(Position annotation records)
start

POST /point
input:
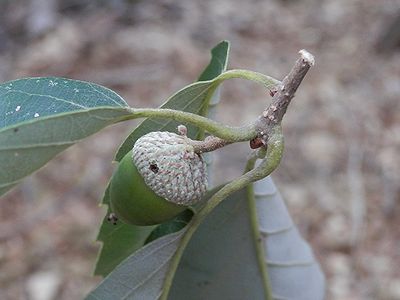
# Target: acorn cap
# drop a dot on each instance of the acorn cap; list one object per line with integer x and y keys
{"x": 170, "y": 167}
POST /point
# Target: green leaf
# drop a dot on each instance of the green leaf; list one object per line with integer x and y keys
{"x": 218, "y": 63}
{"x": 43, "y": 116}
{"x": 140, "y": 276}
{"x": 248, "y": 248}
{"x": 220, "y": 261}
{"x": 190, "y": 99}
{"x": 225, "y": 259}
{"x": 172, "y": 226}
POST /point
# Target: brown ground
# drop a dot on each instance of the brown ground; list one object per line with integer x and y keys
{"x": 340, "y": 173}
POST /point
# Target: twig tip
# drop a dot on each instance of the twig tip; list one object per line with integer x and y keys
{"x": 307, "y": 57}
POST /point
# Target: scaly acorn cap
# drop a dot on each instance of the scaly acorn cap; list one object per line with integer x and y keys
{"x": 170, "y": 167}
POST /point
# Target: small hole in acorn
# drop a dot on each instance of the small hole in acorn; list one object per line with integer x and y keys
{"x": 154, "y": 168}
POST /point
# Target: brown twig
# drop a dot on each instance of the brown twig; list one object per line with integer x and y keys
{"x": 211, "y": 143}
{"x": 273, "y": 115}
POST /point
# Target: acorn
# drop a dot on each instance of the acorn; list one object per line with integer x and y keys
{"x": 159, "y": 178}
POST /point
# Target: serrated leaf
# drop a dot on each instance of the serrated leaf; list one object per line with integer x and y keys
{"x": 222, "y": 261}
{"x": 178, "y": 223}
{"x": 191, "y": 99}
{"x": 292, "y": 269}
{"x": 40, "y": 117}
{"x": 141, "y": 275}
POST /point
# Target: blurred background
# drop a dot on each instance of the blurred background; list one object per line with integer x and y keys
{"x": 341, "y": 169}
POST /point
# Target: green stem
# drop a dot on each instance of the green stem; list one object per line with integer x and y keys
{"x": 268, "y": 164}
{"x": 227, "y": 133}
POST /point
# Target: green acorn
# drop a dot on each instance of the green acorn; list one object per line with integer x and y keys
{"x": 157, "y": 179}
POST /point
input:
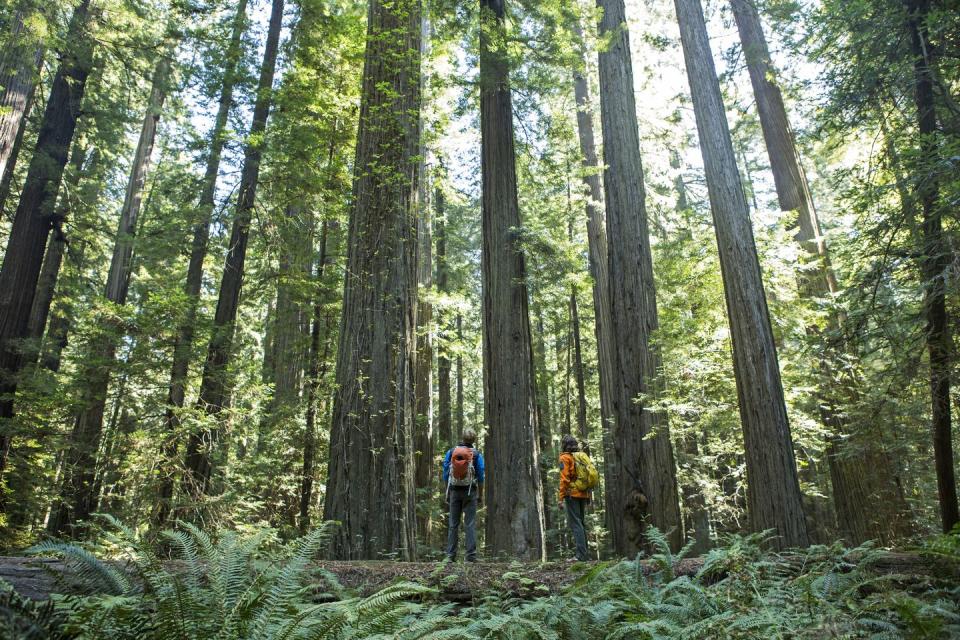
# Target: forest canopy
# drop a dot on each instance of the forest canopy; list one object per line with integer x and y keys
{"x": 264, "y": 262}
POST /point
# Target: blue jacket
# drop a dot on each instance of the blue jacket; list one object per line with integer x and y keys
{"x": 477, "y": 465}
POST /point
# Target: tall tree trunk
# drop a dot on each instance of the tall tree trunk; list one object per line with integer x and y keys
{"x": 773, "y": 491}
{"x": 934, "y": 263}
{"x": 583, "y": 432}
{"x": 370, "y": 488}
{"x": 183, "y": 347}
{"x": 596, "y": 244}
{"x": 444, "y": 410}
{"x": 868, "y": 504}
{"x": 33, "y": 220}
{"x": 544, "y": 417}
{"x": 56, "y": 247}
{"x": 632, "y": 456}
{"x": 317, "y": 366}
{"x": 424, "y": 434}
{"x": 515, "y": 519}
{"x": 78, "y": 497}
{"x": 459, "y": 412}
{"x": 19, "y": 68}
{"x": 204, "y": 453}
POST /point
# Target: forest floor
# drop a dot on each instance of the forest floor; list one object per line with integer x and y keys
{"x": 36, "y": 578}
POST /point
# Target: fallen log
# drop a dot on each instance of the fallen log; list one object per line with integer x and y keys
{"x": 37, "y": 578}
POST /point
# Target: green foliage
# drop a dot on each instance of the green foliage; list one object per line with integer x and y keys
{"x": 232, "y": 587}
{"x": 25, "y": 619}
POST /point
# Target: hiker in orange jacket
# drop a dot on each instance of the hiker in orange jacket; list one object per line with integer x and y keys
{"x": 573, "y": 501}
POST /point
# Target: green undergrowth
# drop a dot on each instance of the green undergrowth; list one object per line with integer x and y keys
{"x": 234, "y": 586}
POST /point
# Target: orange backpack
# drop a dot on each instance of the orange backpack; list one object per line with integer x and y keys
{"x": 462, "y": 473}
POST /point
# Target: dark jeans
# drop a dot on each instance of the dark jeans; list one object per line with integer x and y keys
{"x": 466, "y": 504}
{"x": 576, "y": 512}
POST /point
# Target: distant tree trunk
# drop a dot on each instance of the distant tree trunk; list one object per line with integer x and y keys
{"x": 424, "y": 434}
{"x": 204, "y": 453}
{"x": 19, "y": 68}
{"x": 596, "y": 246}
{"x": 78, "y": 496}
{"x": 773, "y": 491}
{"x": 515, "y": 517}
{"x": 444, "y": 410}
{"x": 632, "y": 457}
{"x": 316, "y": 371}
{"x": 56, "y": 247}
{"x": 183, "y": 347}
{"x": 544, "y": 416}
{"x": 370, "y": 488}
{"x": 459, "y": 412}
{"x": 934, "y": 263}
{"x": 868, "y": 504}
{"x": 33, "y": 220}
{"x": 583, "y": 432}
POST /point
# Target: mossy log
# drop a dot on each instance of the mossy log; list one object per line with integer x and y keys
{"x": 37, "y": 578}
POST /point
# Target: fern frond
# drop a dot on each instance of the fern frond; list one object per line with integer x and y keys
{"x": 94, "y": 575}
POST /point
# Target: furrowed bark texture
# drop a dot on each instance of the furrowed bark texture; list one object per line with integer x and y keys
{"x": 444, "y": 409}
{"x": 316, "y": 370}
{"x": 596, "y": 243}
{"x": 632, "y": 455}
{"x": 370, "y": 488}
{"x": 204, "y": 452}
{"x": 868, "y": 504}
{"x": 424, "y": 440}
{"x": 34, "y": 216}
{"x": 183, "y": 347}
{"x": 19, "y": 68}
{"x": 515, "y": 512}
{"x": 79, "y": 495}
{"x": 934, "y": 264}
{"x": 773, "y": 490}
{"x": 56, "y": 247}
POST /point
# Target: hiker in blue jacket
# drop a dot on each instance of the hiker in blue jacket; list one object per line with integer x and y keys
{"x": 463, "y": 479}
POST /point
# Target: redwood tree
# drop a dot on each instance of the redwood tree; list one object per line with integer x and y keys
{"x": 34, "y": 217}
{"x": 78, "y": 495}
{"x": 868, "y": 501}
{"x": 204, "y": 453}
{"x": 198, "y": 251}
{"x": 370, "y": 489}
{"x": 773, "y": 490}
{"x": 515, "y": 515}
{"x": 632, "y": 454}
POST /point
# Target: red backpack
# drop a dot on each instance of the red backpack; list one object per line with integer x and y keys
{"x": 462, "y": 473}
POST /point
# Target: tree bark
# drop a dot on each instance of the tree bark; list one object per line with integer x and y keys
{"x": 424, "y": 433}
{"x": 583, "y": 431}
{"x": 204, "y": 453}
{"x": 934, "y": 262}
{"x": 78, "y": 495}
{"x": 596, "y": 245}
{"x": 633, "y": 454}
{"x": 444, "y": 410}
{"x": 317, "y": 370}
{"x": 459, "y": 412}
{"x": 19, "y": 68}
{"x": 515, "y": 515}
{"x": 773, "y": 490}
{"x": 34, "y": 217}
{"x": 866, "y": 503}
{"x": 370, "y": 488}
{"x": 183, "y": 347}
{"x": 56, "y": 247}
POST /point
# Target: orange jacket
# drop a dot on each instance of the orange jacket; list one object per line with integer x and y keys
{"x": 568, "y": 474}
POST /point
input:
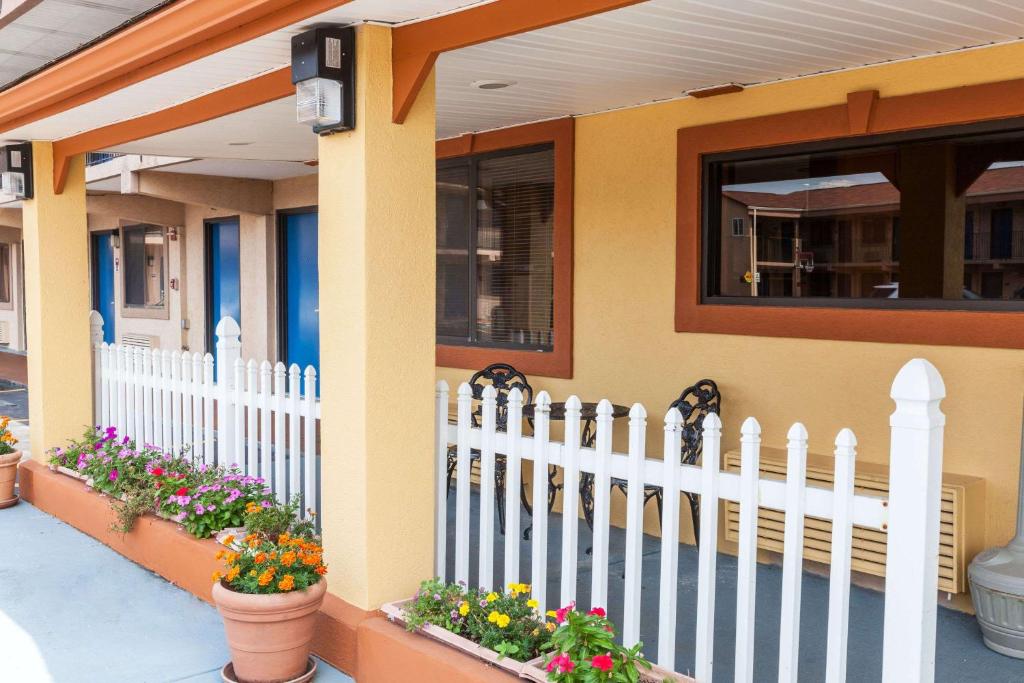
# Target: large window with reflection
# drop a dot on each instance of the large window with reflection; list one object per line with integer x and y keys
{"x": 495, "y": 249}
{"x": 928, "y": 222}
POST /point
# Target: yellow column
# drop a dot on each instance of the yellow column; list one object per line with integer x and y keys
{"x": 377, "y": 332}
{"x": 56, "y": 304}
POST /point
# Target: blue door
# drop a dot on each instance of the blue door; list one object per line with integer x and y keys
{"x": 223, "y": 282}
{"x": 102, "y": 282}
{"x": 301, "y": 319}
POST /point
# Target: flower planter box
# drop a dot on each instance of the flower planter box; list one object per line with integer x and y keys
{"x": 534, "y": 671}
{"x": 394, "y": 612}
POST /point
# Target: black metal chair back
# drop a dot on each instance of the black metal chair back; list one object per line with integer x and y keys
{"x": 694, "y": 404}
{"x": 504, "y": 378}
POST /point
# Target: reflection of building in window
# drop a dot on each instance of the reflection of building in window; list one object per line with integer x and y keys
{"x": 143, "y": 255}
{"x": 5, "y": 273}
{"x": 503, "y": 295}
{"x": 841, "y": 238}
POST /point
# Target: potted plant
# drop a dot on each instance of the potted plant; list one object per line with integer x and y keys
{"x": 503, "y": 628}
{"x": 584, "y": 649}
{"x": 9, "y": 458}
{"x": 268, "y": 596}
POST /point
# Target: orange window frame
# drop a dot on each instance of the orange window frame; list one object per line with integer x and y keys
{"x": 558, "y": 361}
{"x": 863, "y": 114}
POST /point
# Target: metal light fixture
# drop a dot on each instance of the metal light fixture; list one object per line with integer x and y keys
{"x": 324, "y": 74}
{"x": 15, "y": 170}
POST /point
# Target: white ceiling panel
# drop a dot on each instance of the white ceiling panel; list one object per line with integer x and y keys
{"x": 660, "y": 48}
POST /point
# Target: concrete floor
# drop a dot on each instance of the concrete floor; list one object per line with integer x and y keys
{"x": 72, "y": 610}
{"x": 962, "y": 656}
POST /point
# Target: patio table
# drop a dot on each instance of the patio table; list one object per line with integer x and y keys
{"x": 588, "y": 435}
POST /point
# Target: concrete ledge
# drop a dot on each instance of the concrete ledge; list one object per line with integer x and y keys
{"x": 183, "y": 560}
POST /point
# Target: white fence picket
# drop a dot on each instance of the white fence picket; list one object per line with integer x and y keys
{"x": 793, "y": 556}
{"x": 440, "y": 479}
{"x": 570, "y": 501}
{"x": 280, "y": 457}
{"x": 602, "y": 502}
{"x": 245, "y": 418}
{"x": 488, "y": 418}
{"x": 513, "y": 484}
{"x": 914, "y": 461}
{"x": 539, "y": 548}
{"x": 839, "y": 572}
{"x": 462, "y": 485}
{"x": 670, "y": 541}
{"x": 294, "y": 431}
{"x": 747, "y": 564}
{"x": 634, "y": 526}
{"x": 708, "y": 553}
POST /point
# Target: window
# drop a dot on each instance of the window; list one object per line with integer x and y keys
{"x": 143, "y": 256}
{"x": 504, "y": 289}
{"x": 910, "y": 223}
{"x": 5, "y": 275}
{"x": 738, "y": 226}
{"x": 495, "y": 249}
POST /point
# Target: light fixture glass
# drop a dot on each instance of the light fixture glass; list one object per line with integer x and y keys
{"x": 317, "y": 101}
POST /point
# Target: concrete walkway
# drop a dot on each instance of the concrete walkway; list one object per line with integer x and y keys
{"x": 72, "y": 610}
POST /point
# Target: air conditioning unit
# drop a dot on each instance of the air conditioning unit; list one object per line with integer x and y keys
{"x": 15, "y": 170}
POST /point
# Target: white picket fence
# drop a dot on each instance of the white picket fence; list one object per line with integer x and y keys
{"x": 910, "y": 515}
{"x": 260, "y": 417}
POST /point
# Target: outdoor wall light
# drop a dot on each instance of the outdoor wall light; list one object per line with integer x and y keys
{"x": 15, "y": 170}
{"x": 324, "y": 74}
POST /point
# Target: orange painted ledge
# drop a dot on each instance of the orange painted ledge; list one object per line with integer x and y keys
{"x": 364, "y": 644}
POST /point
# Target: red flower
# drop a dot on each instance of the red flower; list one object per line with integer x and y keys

end

Report how many lines in the records contain the string "ledge". Give only the number.

**COMPLETED TASK**.
4